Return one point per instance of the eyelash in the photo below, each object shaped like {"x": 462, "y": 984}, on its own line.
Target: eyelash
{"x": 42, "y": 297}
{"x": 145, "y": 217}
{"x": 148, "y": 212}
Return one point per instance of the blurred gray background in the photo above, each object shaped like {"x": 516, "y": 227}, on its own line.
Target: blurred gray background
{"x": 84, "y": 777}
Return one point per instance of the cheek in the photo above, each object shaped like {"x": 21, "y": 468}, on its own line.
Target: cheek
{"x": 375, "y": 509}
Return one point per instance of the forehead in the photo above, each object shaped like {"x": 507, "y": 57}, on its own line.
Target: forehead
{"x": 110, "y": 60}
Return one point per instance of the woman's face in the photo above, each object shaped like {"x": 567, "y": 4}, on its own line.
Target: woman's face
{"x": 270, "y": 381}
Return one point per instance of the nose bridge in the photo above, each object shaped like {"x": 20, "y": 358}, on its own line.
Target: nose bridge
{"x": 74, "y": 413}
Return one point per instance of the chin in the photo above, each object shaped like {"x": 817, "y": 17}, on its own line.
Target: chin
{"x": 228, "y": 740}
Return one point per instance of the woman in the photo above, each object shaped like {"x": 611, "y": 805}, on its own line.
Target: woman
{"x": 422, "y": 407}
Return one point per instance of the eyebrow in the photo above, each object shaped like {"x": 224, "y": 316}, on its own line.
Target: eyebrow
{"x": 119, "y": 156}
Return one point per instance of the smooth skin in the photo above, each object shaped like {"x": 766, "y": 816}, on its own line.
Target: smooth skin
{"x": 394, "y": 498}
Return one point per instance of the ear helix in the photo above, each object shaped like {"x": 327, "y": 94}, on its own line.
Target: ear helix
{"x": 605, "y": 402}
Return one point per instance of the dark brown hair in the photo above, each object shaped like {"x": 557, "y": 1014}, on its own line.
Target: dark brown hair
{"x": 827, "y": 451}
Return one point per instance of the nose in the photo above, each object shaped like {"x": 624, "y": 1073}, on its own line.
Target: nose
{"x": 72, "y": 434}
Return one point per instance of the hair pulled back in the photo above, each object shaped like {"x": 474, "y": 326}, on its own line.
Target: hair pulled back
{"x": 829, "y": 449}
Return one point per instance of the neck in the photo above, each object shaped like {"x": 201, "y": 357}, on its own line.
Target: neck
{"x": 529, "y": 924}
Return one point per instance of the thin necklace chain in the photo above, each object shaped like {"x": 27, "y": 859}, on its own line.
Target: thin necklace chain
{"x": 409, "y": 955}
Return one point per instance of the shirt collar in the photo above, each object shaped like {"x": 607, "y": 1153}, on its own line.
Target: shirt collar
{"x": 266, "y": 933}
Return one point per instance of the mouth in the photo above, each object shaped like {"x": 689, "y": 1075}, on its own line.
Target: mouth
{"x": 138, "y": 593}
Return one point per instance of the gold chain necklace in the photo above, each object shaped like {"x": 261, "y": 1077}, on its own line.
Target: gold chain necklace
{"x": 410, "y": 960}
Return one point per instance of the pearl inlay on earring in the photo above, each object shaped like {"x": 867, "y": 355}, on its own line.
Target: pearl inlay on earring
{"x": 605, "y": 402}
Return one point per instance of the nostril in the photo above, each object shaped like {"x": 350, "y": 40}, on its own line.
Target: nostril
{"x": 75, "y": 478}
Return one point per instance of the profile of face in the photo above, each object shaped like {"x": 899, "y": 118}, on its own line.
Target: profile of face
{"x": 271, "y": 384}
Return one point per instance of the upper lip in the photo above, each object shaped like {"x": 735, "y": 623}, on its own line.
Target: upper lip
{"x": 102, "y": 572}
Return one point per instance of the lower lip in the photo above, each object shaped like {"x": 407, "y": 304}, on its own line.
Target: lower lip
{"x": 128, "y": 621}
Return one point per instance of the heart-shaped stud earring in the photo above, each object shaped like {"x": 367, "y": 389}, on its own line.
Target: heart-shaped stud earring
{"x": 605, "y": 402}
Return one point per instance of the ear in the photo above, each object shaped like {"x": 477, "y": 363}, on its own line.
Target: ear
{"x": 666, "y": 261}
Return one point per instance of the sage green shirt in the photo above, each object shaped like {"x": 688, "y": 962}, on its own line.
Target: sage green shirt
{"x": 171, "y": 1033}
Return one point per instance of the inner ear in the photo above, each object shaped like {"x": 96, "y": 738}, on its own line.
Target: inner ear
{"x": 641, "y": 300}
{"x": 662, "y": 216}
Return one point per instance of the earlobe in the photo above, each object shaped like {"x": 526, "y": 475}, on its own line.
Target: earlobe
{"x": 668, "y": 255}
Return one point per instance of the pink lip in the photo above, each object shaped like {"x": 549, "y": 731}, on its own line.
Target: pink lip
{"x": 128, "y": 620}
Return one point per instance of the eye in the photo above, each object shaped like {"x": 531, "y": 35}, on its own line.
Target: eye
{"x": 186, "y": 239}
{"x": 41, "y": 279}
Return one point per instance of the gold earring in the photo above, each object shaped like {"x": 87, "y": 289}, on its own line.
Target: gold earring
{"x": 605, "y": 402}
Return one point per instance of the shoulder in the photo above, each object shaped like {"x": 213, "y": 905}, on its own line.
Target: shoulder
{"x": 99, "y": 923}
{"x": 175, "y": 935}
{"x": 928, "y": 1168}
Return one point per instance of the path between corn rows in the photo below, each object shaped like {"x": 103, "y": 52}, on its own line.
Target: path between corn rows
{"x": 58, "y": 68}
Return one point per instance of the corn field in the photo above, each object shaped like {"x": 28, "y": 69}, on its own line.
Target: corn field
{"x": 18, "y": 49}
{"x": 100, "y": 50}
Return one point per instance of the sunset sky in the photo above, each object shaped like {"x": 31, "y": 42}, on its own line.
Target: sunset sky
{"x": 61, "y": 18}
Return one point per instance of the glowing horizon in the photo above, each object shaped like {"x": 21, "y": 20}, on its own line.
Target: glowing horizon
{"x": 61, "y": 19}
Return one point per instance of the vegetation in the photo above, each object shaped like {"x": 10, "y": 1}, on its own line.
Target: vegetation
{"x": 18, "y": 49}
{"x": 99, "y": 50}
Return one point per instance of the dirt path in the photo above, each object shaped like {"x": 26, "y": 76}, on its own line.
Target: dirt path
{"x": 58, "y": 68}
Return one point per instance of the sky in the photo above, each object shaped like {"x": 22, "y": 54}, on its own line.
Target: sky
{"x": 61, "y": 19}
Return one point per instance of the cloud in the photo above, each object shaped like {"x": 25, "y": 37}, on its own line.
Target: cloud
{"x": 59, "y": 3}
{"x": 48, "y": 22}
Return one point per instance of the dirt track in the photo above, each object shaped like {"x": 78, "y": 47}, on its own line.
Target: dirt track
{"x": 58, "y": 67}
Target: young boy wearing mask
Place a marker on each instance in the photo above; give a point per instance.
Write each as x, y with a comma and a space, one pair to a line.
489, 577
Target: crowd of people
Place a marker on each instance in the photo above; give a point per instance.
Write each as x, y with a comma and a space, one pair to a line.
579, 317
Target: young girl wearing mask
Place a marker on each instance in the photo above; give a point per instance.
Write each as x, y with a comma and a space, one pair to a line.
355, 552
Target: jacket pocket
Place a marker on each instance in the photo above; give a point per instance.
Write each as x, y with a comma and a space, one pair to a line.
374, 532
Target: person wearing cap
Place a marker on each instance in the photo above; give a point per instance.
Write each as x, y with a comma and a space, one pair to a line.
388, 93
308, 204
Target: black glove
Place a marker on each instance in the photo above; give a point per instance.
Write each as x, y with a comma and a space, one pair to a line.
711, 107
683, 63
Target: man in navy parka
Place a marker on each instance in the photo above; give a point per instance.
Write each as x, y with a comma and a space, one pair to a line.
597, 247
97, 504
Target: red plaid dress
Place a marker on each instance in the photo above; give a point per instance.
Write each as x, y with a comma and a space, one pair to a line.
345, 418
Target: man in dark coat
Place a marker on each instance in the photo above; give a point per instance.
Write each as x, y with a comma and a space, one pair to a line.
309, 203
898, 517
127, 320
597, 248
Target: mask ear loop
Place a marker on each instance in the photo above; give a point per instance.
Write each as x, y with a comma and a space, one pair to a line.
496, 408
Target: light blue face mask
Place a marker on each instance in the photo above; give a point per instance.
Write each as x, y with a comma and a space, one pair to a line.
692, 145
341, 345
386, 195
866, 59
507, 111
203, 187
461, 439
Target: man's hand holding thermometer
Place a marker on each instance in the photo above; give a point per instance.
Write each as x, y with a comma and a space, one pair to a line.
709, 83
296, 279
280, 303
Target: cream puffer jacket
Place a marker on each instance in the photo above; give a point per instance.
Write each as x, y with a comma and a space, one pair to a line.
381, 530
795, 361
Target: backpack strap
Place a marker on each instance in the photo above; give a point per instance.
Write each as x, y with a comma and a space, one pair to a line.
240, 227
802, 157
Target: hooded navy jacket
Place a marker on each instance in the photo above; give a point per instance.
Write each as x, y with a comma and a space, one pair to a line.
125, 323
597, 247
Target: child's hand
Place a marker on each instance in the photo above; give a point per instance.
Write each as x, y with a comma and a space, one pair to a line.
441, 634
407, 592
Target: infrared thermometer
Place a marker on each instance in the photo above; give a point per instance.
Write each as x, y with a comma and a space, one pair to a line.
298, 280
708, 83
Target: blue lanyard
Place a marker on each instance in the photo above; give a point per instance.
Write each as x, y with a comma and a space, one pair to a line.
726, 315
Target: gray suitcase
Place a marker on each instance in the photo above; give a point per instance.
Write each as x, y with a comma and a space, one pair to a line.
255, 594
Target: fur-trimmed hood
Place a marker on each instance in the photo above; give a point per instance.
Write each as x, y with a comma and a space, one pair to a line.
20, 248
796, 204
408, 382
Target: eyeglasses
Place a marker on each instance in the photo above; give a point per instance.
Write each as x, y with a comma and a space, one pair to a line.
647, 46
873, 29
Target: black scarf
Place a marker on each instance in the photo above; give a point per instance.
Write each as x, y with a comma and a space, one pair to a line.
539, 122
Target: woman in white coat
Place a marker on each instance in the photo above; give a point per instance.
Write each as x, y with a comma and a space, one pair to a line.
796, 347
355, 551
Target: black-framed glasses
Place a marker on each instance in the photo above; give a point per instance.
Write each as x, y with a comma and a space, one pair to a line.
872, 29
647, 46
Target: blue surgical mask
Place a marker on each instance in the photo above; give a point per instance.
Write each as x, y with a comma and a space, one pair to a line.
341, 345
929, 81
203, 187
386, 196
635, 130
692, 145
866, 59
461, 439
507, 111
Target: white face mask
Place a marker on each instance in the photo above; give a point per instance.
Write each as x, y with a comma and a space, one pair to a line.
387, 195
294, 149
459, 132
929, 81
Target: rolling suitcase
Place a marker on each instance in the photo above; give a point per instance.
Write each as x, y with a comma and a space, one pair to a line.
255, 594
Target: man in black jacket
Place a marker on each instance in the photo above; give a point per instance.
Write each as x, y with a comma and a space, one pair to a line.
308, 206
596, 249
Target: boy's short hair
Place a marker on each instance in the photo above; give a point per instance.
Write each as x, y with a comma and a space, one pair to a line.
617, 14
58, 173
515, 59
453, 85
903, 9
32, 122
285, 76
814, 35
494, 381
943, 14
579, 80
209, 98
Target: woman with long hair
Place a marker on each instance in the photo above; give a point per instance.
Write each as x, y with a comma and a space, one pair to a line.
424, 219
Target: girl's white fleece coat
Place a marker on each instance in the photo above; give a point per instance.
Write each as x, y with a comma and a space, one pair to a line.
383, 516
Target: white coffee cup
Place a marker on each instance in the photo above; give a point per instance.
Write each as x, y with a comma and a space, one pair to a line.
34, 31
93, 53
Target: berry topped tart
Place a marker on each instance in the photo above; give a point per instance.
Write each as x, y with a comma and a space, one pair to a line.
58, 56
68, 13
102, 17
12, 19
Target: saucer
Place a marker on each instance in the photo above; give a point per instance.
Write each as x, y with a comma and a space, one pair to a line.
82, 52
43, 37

──────────────────────────────

Reproduce, word for word, only the lines from the one that contains "Target: white face mask" through the final line.

Target: white face mask
Place a marker on each instance in the photo above; give a point per instance.
Write each as x, y with a comma and a space, one pair to a line.
387, 195
294, 149
459, 132
929, 81
Target: rolling suitcase
Place a marker on each instance in the photo above; give a point per instance.
Write each as x, y with a comma and a space, one pair to a line.
255, 594
Target: man in black jacket
Place a marker on each instance in the photo above; give a point per instance.
Write each as x, y with a comma and a space, one pair to a line.
308, 206
596, 249
Target: boy's short hair
Place a marker on each instance in the photo above; give a point per instance.
Write each as x, y with a comma and a space, one pair to a line.
617, 14
58, 173
515, 59
453, 85
903, 9
32, 122
285, 76
814, 35
494, 381
943, 14
579, 80
209, 98
Target: woman with long hair
Place a marker on each instance in the photo above; give a point per instance.
Write each as x, y with a comma and a space, one pair to a line.
424, 219
Target: girl's white fleece coat
Place a marker on each instance in the photo above; give a point per instance.
Write each as x, y with a comma and a space, one pair to a line.
383, 516
Target: white coffee cup
Place a marker on each instance in the photo above; give a point per instance.
Write each as x, y with a comma and a space, one pair to a line.
34, 31
93, 53
Target: berry topped tart
Place a marker on each instance in the photo above; give a point per instance.
Write each as x, y with a comma and a space, one pair to a line.
58, 56
68, 13
102, 17
12, 19
Target: saucer
Place a marker on each instance in the photo above; give a point per instance.
Write each as x, y with a comma and a space, one pair to a line.
82, 52
43, 37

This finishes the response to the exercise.